§ Document text
┌──

The bytecode at offset 6 which points to the function definition when disassembled looks like:

4           0 LOAD_FAST                0 (a)
            3 LOAD_FAST                1 (b)
            6 BINARY_SUBTRACT
            7 STORE_FAST               2 (c)

5          10 LOAD_FAST                2 (c)
           13 RETURN_VALUE

The first new opcode is MAKE_FUNCTION. When the execute method gets to this opcode, there are two consts in the stack

A string called “some_func” which will become the name of the function
A code object which can be further disassembled

Using these two items we can now create a function object, however the stack will not always have just two items, for example when a function has default arguments there are more items in the stack.

This difference is understood by looking at the op-arg for MAKE_FUNCTION, in the above example it is 0 signifying no default args but will be 2 in the example below.

Let’s see an example:


1 def some_func(a=9, b=8):
2    c = a - b
3    return c
4
5 some_func(3, 6)

The bytecode for the function definition remains unchanged but the bytecode for function invocation changes to:

1           0 LOAD_CONST               0 (9)
            3 LOAD_CONST               1 (8)
            6 LOAD_CONST               2 (<code object some_func at 0x00000000043C3ED0, file "test_file.py", line 1>)
            9 LOAD_CONST               3 ('some_func')
           12 MAKE_FUNCTION            2
           15 STORE_NAME               0 (some_func)

5          18 LOAD_NAME                0 (some_func)
           21 LOAD_CONST               4 (3)
           24 LOAD_CONST               5 (6)
           27 CALL_FUNCTION            2 (2 positional, 0 keyword pair)
           30 POP_TOP
           31 LOAD_CONST               6 (None)
           34 RETURN_VALUE

The first two LOAD_CONSTs point to the default arguments followed by the function implementation and name.

So now I can show what my implementation for the MAKE_FUNCTION looks like:


def invoke_MAKE_FUNCTION_MODULE(self, val):
  func_name = self.stack.pop()
  func_code = self.stack.pop()
  def_params = []
  # fetch the default params
  while val > 0:
    def_params.append(self.stack.pop())
    val -= 1

  # This function object won't actually get invoked, it exists to store the default args
  func_vm_template = PyByteVM(module=func_code)
  # set the default params inside the function object
  for i, item in enumerate(def_params):
    func_vm_template.func_def_args[func_vm_template.varnames[func_vm_template.argcount-1-i]] = item
  self.stack.append(func_vm_template)

The steps involved above are:

Store all the default params in a list
Create a new object of PyByteVM passing in the func_code to the constructor, as per my design I use this object as a template object with which I shall create a new object during function call time
Set the default args in the dictionary called func_def_args in this new object
Push this new object into the stack

Why create a new instance of PyByteVM?

Because I want to maintain scope rules. Using the same object as before could potentially affect the state of variables which may have the same names. Besides I also need the instruction pointer to be set to 0 for the first opcode of the function call. I’ll be doing this again when I deal with loops albeit with some minor changes.

I mentioned that I used the newly created object as a template object. Of course there is no such thing as a template object in python, this name is of my own devising.

└──

§ Provided information
┌──

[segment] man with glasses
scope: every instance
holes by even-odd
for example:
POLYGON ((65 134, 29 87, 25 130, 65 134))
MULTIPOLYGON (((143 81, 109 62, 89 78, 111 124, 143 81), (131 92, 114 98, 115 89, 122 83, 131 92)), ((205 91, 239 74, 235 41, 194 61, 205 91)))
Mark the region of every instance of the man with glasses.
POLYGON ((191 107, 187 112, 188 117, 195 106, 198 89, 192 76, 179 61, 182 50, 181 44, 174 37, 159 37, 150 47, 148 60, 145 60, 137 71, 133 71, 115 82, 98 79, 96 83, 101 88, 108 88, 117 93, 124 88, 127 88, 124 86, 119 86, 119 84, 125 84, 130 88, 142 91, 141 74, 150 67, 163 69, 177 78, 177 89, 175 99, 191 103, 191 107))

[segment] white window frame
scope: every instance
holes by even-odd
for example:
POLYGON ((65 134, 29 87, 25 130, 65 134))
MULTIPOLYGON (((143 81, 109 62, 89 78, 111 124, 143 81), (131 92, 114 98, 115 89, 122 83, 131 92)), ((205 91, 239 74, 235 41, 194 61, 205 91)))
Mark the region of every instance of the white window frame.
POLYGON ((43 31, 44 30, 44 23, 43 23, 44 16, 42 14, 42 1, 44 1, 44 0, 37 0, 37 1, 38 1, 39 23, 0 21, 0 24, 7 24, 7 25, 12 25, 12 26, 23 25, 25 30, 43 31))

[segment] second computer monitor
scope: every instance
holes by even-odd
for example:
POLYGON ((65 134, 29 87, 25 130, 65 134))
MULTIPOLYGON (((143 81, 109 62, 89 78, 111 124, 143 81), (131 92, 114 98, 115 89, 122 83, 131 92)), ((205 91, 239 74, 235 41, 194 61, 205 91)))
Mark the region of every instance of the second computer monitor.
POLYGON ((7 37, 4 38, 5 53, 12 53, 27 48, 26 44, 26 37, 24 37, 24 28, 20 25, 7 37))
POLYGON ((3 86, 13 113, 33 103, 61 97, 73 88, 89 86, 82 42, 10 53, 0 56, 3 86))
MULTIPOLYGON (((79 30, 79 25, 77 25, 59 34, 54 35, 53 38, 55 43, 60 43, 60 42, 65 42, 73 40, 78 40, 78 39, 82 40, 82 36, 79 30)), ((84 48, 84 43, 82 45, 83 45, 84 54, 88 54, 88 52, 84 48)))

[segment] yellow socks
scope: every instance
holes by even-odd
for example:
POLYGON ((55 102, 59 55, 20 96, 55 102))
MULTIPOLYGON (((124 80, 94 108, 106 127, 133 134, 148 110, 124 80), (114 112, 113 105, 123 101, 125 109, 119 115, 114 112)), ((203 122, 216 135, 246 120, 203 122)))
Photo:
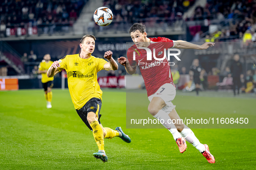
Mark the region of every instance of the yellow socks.
POLYGON ((93 136, 99 148, 99 150, 104 151, 104 137, 103 129, 99 122, 94 120, 90 125, 92 129, 93 136))
POLYGON ((46 100, 50 102, 52 102, 52 91, 47 93, 47 98, 46 100))
POLYGON ((104 138, 108 138, 111 139, 114 137, 119 136, 119 132, 116 130, 112 130, 109 128, 104 128, 107 133, 104 138))

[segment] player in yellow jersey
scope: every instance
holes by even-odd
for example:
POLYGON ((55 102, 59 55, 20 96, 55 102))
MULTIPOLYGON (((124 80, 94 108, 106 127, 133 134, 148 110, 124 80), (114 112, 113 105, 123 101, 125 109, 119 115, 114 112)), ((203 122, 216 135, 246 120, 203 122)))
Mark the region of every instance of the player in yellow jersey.
POLYGON ((112 57, 110 51, 105 53, 103 59, 91 55, 95 48, 95 38, 84 35, 80 41, 80 54, 67 55, 55 61, 47 72, 48 77, 52 77, 65 69, 67 73, 69 92, 75 108, 82 120, 93 131, 93 135, 99 148, 93 155, 103 162, 107 161, 104 149, 104 138, 119 136, 130 143, 131 139, 120 127, 115 130, 105 127, 100 124, 100 114, 101 107, 102 91, 97 81, 97 72, 101 70, 115 70, 118 66, 112 57))
POLYGON ((41 81, 45 90, 45 96, 47 103, 46 105, 47 109, 52 108, 52 88, 53 86, 53 77, 47 77, 47 73, 48 69, 53 63, 53 62, 51 61, 50 54, 45 54, 44 56, 44 60, 40 63, 38 67, 38 73, 42 74, 41 81))

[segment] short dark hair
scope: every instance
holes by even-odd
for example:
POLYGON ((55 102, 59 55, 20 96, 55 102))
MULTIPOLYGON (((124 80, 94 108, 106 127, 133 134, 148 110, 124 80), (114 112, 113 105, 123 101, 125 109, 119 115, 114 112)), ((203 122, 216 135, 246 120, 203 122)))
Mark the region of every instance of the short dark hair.
POLYGON ((84 40, 85 39, 86 37, 90 37, 91 38, 92 38, 94 41, 96 40, 96 38, 95 38, 95 37, 94 37, 94 36, 92 35, 90 35, 89 34, 87 34, 86 35, 84 35, 82 38, 81 38, 81 40, 80 40, 80 43, 83 44, 83 43, 84 42, 84 40))
POLYGON ((140 23, 136 23, 133 25, 130 28, 129 30, 129 33, 131 33, 137 30, 139 30, 139 32, 142 33, 144 33, 146 31, 146 27, 144 25, 141 24, 140 23))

└──

§ Required work
1. In the text on Python bytecode, edit the passage between "Using these two" and "5 some_func(3, 6)", inclusive, so that "default arguments" becomes "default parameter values", and give the revised passage.
2. Resume the text on implementing a Python bytecode interpreter, writing what comes after its last sentence.

§ Responses to the tasks
1.
Using these two items we can now create a function object, however the stack will not always have just two items, for example when a function has default parameter values there are more items in the stack.

This difference is understood by looking at the op-arg for MAKE_FUNCTION, in the above example it is 0 signifying no default args but will be 2 in the example below.

Let’s see an example:


1 def some_func(a=9, b=8):
2    c = a - b
3    return c
4
5 some_func(3, 6)

2.
The reason for calling this object a template object is because I will never directly invoke the execute() method on this object. Instead I will use it at function call time to create a new object on which I will invoke the execute() method.

This is done because as I mentioned before the VM is modeled as a state machine. If I called this object, then by the time I returned from this function, I’d have affected it’s state in some way. If this function was invoked again (say recursively), that state from before would still be present, thereby creating unwanted behavior.

This is entirely a design choice, I use python’s setattr and getattr functions to affect states inside these objects, you could declare a map where you set the states. But in that case each time you called the function’s execute() method you’d have to copy the states afresh.

The last thing I need to clear up, what’s happening in these two lines?

for i, item in enumerate(def_params):
  func_vm_template.func_def_args[func_vm_template.varnames[func_vm_template.argcount-1-i]] = item

func_def_args is a map present in PyByteVM where I store the default arguments, varnames is a list containing the names of all the variables. With the variable name as key I set the value that it is supposed to have in the map.

Now let’s tackle CALL_FUNCTION. The low byte of it’s op-arg indicates the number of positional parameters while the high byte indicates number of keyword arguments. The implementation is as follows:


def invoke_CALL_FUNCTION_MODULE(self, val):
  # The low byte of argc indicates the number of positional parameters
  num_posn_args = 15 & val
  # the high byte the number of keyword parameters
  num_keyw_args = val >> 8
  posn_args = []
  keyw_args = {}
  # On the stack, the opcode finds the keyword parameters first.
  # For each keyword argument, the value is on top of the key
  for i in range(num_keyw_args):
    value = self.stack.pop()
    key = self.stack.pop()
    keyw_args[key] = value

  # Below the keyword parameters, the positional parameters are on
  # the stack, with the right-most parameter on top
  for i in range(num_posn_args):
    posn_args.append(self.stack.pop())
  posn_args.reverse()
  # Below the parameters, the template function object which will be used to create a new function object
  func_template = self.stack.pop()
  # the actual function object that will be invoked
  func_code = PyByteVM(func_template.module, func_template.globals)
  #  copy the default params from the template
  for key in func_template.func_def_args:
    func_code.set_in_exec_frame(func_code, key, func_template.func_def_args[key])
  # set the keyword pairs
  for key in keyw_args:
    self.set_in_exec_frame(func_code, key, keyw_args[key], func_call=True)
  # set the positional args
  for i, item in enumerate(posn_args):
    self.set_in_exec_frame(func_code,func_code.varnames[i], item, func_call=True)
  # pushes the return value
  self.stack.append(func_code.execute())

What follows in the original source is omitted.